----- Source document

Insolvency and Bankruptcy Code, 2016 – Resolution
professional – Role of, in the revival of the corporate debtor –
Held: Role of resolution professional is not adjudicatory but
administrative - Resolution professional manages the affairs of the
corporate debtor as a going concern from the stage of admission
of an application u/ss. 7, 9 or 10 - He appoints and convenes
meetings of the Committee of Creditors – He collects, collates and
finally admit claims of all creditors, which must then be examined
for payment, by the resolution applicant and be finally negotiated
and decided by the Committee of Creditors.
Prospective resolution applicant - Role of – Explained.

----------
----- Rows

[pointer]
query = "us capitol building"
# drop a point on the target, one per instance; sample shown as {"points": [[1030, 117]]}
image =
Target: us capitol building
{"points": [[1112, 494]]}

----------
----- Rows

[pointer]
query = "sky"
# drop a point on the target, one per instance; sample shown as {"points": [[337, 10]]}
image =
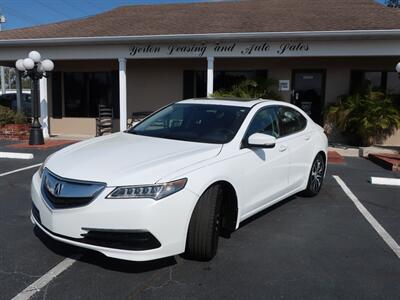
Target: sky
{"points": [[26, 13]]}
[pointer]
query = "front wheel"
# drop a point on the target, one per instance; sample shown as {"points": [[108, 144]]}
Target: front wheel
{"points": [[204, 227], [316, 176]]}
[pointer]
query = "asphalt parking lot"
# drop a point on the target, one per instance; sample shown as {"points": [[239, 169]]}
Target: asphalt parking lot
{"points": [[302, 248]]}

----------
----- Rows

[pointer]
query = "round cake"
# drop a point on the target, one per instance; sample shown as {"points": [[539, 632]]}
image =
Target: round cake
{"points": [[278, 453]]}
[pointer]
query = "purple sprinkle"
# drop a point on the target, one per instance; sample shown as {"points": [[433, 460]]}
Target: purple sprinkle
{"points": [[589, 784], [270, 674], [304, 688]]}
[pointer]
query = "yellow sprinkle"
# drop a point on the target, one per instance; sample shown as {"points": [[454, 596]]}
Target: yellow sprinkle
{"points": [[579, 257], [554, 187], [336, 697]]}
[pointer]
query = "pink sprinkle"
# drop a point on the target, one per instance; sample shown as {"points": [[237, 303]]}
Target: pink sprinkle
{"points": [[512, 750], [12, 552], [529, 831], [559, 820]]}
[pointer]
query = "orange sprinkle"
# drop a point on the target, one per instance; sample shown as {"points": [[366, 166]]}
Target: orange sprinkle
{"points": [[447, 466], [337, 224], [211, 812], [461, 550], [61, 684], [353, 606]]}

----------

* [Required work]:
Write out the Insolvency and Bankruptcy Code text again, starting at "Insolvency and Bankruptcy" and ending at "Committee of Creditors.", and swap "Committee of Creditors" for "creditors' committee". The rows come from a separate source, not from the text.

* [Finished task]:
Insolvency and Bankruptcy Code, 2016 – Resolution
professional – Role of, in the revival of the corporate debtor –
Held: Role of resolution professional is not adjudicatory but
administrative - Resolution professional manages the affairs of the
corporate debtor as a going concern from the stage of admission
of an application u/ss. 7, 9 or 10 - He appoints and convenes
meetings of the creditors' committee – He collects, collates and
finally admit claims of all creditors, which must then be examined
for payment, by the resolution applicant and be finally negotiated
and decided by the creditors' committee.